Work request 1
In the wound debridement passage, what is the hard crust called that dead tissue forms when a wound is exposed to the air?
Work request 2
Continue the wound debridement passage from its final sentence.

WOUND DEBRIDEMENT IN LOS ANGELES & VENTURA COUNTY
Debridement is a well-established concept in problem wound bed preparation. It involves the removal of all necrotic tissue (skin, tendon, bone, muscle), biofilm, slough, fibrinous exudates, and hypovascular fibrous tissue from the wound site (burns, ulcers, etc) to reduce the risk of infection, facilitate healing, or permit the effective application of advanced wound products. Ultimately, debridement is aimed at improving wound healing outcomes. Wound debridement is performed by our wound care specialist in Los Angeles, Dr. Haimesh Shah.
TYPES OF DEBRIDEMENT
When a wound is exposed to the air, the dead tissue forms a hard crust known as an eschar that can hamper the healing process and lead to abscesses, bacteria, and infection.
Wound debridement is usually done in 4 different ways, and the physician chooses the most appropriate one depending on the amount of tissue to be removed. These include:
1. Mechanical Debridement
Mechanical debridement is one of the oldest forms of wound debridement. This method uses a procession of moist to wet dressings, which are then manually removed. This causes non-selective debridement of necrotic tissue and slough (and sometimes healthy tissue as well).

Information provided
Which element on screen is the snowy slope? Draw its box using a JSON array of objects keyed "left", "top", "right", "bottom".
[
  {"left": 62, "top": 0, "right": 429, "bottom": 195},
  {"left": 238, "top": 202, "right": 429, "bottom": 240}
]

Reply 1
It is called an eschar.

Reply 2
2. Autolytic Debridement
Autolytic debridement uses the body’s own enzymes to break down tough eschar and slough. It does not damage healthy skin, but breaks down dead and devitalized tissue over time quite effectively. The idea behind autolytic debridement is to keep wound fluids in constant contact with the wound. This is achieved with the use of semi-occlusive or occlusive dressings.
3. Enzymatic Debridement
Enzymatic debridement utilizes chemical agents to break down necrotic tissue. They are most useful for debriding wounds with a large amount of necrotic tissue or slough formation.
4. EXCISIONAL DEBRIDEMENT
Also referred to as sharp debridement, excisional debridement involves the use of a scalpel, scissors, or ultrasonic device to remove all unhealthy tissue that is dead or severely infected at the wound base or margin to provide a healthy, active wound that supports healing. It is done in the office, under local anesthesia.